> TASK DESCRIPTION
Output the passage of the text excerpt below that runs from "Best Single Piece" up to and including "in Anselm 114.", with no changes.

To make your nominations, visit the MAS Journalism blog, make your selections, and send your nominations to Sister Hilda:  You may make one nomination per category, and nominations must be received by April 15, 2014.   Click on a student’s name under Labels to see all of his work.

The Award Categories:

Best Single Piece of Writing: Choose one story or interview with a clear lead and compelling details that shares the good news about Mount Angel Seminary.

Best Single Photograph: Choose one photograph with good composition and a great subject that shares the good news about Mount Angel Seminary.

Best Blog Post: Choose one blog post that is any combination of text and photos that best shares the good news about Mount Angel Seminary.  At least one of the elements of the post must be provided by one of the above eligible students.

Work must be published on the MAS Journalism blog between August 25, 2013, and April 7, 2014.

Award winners will be announced on Monday, April 28th, at 12:15 in Anselm 114.

Saturday, April 12, 2014

Victory for the Guardians Against the Pumas

The MAS Guardians volleyball team, coached by Frank Villanueva, won against the Pumas in a match that went to 5 games Saturday night.

The first game, with a final score of 25-22, contained a fine serve and pass by new Guardians player Walter Martinez and teamwork between Stephen Cieslak and Pio Afu as they blocked at the net.  In the second game, despite a loss of 21-25, Cieslak and Huong Dinh also achieved good blocking.

Stephen Cieslak at the net in the first match.  Photo credit: Carl Sisolak

The Guardians gained momentum in the third game with longer rallies and a final score of 25-23. This game included a rally with two saves by Daniel Miller, one of which he accomplished while still on the floor from the first.

New Guardian Felipe Villalobos made a serve and attempted a save with a dive to the floor in game four, which was won by the Pumas.  With the fifth game, final score 15-8, the Guardians won the night.

Extracted data entries:

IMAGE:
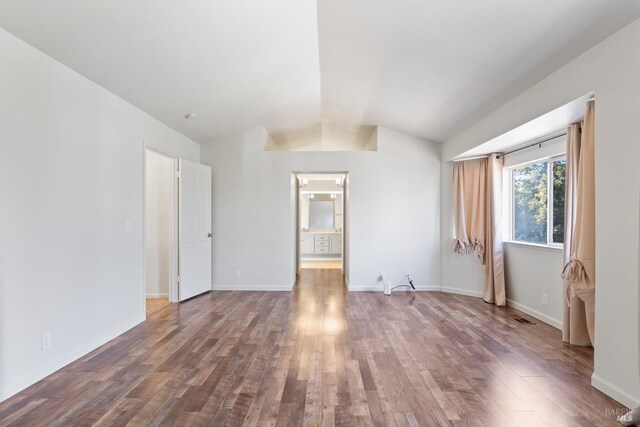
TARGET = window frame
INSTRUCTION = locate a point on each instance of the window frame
(509, 204)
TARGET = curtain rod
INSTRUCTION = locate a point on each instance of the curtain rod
(592, 98)
(538, 143)
(469, 158)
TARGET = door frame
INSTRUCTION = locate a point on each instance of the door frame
(345, 219)
(173, 265)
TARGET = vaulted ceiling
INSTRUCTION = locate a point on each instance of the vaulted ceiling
(424, 67)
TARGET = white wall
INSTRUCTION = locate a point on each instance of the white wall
(159, 226)
(72, 175)
(611, 69)
(530, 272)
(394, 210)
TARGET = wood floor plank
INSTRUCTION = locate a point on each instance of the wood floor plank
(323, 356)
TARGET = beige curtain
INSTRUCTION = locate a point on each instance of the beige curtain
(477, 197)
(579, 248)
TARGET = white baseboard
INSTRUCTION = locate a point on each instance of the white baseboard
(380, 288)
(66, 359)
(535, 313)
(259, 288)
(460, 291)
(614, 392)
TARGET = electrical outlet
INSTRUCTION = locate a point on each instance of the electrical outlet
(46, 341)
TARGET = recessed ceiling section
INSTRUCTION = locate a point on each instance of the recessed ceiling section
(326, 136)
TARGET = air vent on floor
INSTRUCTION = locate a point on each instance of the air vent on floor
(523, 320)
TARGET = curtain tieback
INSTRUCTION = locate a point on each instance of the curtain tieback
(572, 271)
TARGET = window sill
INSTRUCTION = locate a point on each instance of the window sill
(533, 245)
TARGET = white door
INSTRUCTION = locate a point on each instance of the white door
(195, 229)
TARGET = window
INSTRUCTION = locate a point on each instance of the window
(538, 202)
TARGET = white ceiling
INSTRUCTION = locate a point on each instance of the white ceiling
(424, 67)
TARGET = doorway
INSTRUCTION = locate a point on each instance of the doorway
(321, 206)
(160, 229)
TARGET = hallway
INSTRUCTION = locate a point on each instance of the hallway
(322, 356)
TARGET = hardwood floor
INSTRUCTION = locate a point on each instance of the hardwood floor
(322, 356)
(155, 304)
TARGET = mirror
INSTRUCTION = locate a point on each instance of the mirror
(321, 214)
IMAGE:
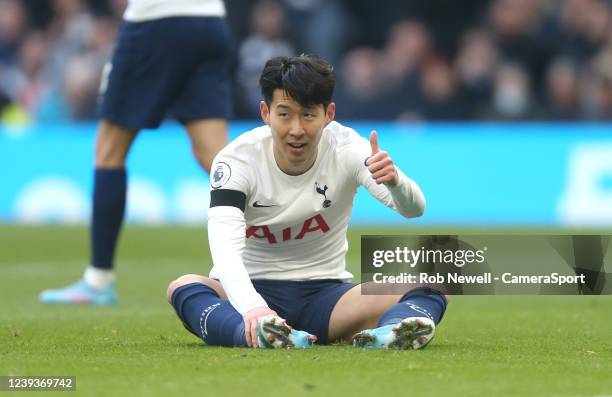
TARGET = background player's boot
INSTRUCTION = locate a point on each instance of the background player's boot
(80, 293)
(274, 333)
(410, 333)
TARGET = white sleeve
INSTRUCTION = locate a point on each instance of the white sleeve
(406, 197)
(230, 183)
(226, 235)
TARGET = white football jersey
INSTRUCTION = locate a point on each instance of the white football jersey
(292, 227)
(145, 10)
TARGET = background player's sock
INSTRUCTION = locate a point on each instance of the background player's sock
(98, 278)
(215, 320)
(107, 215)
(420, 302)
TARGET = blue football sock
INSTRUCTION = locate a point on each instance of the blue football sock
(208, 316)
(107, 215)
(420, 302)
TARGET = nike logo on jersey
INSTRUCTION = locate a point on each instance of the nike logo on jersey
(322, 191)
(257, 205)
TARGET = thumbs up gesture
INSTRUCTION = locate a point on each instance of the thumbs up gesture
(380, 164)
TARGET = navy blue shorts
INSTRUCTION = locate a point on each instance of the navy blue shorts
(176, 66)
(306, 305)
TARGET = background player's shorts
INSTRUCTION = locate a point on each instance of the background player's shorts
(306, 305)
(177, 66)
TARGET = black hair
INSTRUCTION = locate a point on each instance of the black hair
(307, 79)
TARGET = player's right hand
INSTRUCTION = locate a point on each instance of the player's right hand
(250, 323)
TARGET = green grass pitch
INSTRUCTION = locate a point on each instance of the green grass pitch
(486, 346)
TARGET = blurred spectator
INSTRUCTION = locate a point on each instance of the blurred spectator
(360, 86)
(597, 92)
(441, 99)
(12, 29)
(516, 28)
(318, 27)
(562, 90)
(512, 99)
(436, 60)
(476, 64)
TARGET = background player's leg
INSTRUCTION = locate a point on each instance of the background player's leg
(110, 186)
(97, 286)
(208, 136)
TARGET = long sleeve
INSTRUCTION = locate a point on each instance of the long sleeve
(226, 237)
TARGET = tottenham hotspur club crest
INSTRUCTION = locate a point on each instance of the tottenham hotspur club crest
(326, 202)
(220, 175)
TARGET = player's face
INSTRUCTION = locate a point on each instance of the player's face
(296, 131)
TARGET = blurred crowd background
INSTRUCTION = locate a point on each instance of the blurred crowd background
(395, 59)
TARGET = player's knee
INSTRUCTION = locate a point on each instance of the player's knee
(184, 280)
(112, 145)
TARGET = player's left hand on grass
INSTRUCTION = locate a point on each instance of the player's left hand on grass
(251, 319)
(380, 164)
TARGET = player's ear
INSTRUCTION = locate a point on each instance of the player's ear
(264, 110)
(330, 113)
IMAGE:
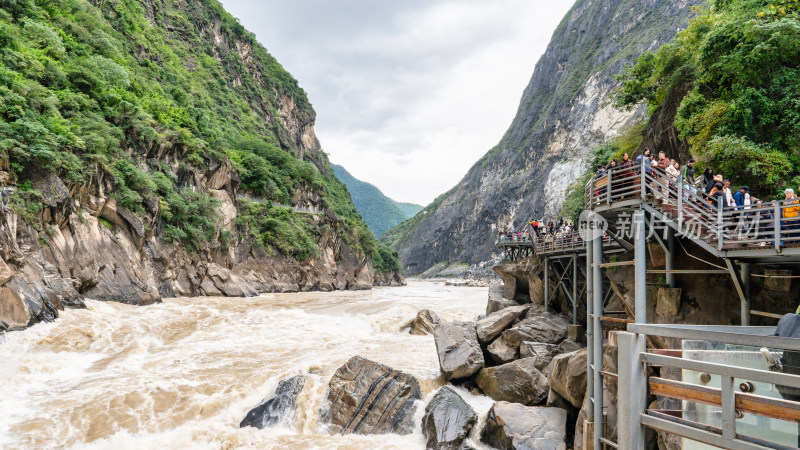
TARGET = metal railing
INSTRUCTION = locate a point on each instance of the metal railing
(733, 401)
(760, 225)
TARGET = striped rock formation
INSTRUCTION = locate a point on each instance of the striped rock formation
(366, 397)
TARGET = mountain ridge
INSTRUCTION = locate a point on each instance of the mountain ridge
(565, 111)
(379, 211)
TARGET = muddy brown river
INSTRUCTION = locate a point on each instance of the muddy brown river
(183, 373)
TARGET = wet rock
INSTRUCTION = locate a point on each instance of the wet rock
(493, 324)
(542, 352)
(447, 421)
(518, 427)
(519, 381)
(277, 408)
(14, 312)
(568, 346)
(500, 352)
(568, 376)
(496, 300)
(424, 323)
(366, 397)
(460, 355)
(545, 328)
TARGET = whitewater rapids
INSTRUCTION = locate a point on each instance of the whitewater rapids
(183, 373)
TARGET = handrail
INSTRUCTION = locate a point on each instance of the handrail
(768, 225)
(635, 386)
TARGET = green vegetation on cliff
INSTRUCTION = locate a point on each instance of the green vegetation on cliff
(379, 211)
(144, 97)
(742, 114)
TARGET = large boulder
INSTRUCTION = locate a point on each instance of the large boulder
(493, 324)
(366, 397)
(545, 327)
(447, 421)
(513, 426)
(519, 381)
(542, 352)
(275, 409)
(496, 300)
(460, 355)
(500, 352)
(424, 323)
(568, 376)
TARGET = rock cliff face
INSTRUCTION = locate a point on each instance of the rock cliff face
(77, 241)
(564, 113)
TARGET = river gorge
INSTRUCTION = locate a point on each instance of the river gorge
(183, 373)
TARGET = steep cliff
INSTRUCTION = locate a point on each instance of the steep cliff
(379, 211)
(153, 148)
(565, 112)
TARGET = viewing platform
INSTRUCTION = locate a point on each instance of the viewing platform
(731, 395)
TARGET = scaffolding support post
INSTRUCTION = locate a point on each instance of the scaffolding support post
(746, 268)
(640, 266)
(547, 285)
(670, 278)
(589, 333)
(597, 341)
(632, 401)
(574, 289)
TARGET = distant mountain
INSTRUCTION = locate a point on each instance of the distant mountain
(379, 211)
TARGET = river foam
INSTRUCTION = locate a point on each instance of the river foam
(182, 374)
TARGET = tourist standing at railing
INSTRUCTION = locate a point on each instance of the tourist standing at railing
(663, 161)
(791, 211)
(645, 154)
(673, 170)
(726, 187)
(708, 179)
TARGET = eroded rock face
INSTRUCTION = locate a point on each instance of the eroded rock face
(546, 328)
(277, 408)
(366, 397)
(519, 381)
(518, 427)
(460, 355)
(493, 324)
(448, 420)
(425, 322)
(542, 352)
(500, 352)
(568, 376)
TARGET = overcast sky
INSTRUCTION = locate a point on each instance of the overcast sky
(408, 94)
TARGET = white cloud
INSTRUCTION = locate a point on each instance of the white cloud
(408, 94)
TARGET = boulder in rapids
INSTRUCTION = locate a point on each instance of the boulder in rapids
(424, 323)
(545, 327)
(447, 421)
(514, 426)
(568, 346)
(519, 381)
(542, 352)
(460, 355)
(366, 397)
(496, 300)
(275, 409)
(500, 352)
(568, 376)
(493, 324)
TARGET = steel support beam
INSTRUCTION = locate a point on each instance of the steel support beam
(597, 341)
(589, 333)
(640, 267)
(632, 401)
(574, 289)
(746, 268)
(546, 285)
(670, 258)
(737, 282)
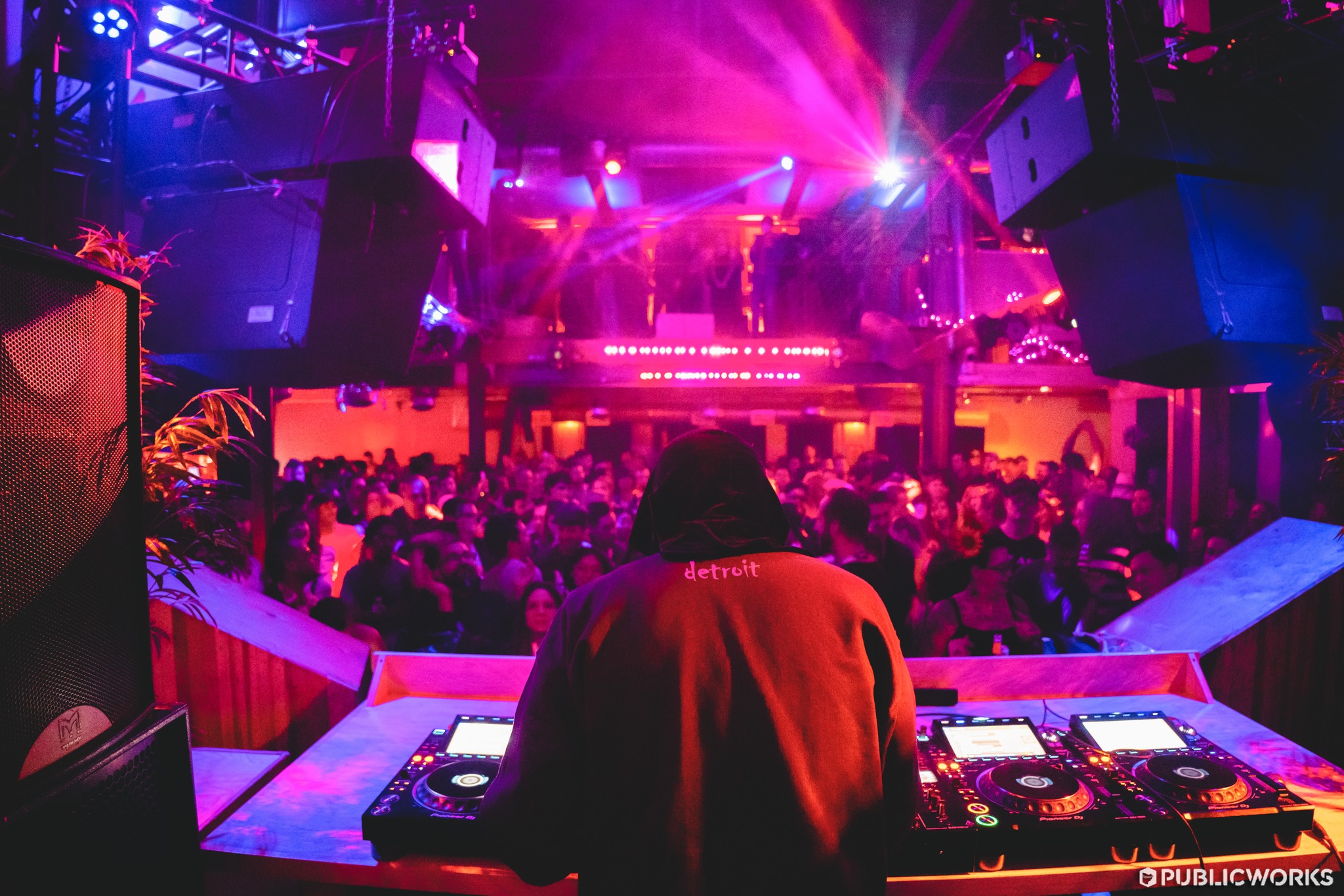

> EXERCISE RESULT
Best Single Piece of Writing: Choose one story or interview with a clear lead and compelling details that shares the good news about Mount Angel Seminary.

Best Single Photograph: Choose one photograph with good composition and a great subject that shares the good news about Mount Angel Seminary.

Best Blog Post: Choose one blog post that is any combination of text and photos that best shares the good news about Mount Angel Seminary.  At least one of the elements of the post must be provided by one of the above eligible students.

Work must be published on the MAS Journalism blog between August 25, 2013, and April 7, 2014.

Award winners will be announced on Monday, April 28th, at 12:15 in Anselm 114.